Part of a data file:
########

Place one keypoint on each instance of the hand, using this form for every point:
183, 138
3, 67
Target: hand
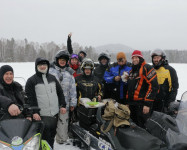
70, 34
117, 78
29, 118
146, 110
62, 110
36, 116
99, 97
72, 108
14, 110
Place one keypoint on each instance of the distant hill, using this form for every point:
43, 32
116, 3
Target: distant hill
113, 48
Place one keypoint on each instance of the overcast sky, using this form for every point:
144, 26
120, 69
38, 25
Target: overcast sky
140, 24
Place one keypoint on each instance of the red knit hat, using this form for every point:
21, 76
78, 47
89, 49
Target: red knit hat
121, 55
137, 53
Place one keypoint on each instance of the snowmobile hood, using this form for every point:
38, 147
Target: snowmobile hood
39, 60
21, 128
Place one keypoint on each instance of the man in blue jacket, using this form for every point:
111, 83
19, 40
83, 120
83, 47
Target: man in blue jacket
113, 75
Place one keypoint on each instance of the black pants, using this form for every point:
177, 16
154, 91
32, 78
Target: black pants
138, 116
50, 124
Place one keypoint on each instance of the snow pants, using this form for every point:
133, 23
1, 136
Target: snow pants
50, 124
62, 128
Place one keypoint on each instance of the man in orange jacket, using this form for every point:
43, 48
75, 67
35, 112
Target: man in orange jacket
142, 88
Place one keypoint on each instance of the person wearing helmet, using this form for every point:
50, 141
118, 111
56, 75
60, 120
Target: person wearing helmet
64, 74
82, 54
88, 85
142, 89
113, 78
75, 65
167, 80
104, 63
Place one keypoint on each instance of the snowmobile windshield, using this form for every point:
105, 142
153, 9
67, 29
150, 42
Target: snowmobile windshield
181, 119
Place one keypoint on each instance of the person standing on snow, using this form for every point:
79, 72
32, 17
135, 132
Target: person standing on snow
104, 63
11, 93
64, 75
75, 64
142, 89
113, 78
167, 80
44, 91
82, 54
88, 85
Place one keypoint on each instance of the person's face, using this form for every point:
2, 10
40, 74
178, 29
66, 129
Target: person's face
156, 59
42, 66
135, 60
8, 77
87, 71
82, 55
104, 61
61, 62
121, 61
74, 61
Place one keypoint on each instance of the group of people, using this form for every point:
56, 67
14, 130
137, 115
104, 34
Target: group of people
56, 88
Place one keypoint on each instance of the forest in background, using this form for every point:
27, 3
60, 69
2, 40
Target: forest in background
12, 50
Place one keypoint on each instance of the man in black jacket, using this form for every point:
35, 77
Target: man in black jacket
104, 63
11, 92
88, 85
43, 90
167, 80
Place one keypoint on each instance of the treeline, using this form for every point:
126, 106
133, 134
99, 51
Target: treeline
12, 50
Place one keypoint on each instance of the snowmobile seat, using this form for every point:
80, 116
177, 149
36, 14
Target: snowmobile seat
137, 138
99, 118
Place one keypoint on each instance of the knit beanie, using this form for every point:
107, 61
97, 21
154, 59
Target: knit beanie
4, 69
137, 53
121, 55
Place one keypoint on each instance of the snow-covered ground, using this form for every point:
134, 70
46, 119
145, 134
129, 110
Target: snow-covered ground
27, 69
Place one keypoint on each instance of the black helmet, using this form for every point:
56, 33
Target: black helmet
158, 52
103, 55
87, 63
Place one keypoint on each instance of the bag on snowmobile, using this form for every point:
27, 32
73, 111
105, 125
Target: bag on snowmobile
86, 116
118, 114
159, 123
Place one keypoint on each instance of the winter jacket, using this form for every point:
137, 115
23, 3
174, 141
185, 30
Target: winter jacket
11, 94
67, 82
100, 71
88, 86
142, 85
168, 84
44, 91
111, 73
77, 70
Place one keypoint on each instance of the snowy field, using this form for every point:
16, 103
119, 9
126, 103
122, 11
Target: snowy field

########

> Work instructions
Rewrite the part of the material that opens with the line containing "snowmobile seat, using" and runs through the end of the material, replacing "knit beanie" with "wool beanie" and leaving everything else unchanged.

> Expected answer
Place one keypoint on each instance of the snowmobile seat, using this form for every point:
80, 116
177, 149
36, 14
Target: snowmobile seat
137, 138
99, 118
Place one keypoint on each instance of the wool beanie, using this form for every point:
107, 61
97, 21
154, 59
Target: wool beanie
4, 69
137, 53
121, 55
Place one keypoint on each instance of the snow-covered ground, using this form for every point:
134, 70
46, 119
145, 134
129, 110
Target: snow-covered ground
27, 69
Place one keypoint on each instance of the black helmet, using this form for every point:
56, 33
Target: black helmet
158, 52
103, 55
87, 63
Place one keypoint on each instance of the bag on snowmobile, using this form for every point:
27, 32
73, 111
105, 125
Target: bag on snowmobile
86, 116
118, 114
159, 123
Place one keypoint on each instance of the winter jacket, using this form for every point:
137, 115
23, 3
174, 141
185, 30
Target: winter jacket
11, 94
67, 82
100, 71
88, 86
142, 85
168, 84
44, 91
111, 73
77, 70
Place one keypoint on each instance of the snowy field, using this form for every point:
16, 103
119, 9
126, 103
122, 11
Target: snowy field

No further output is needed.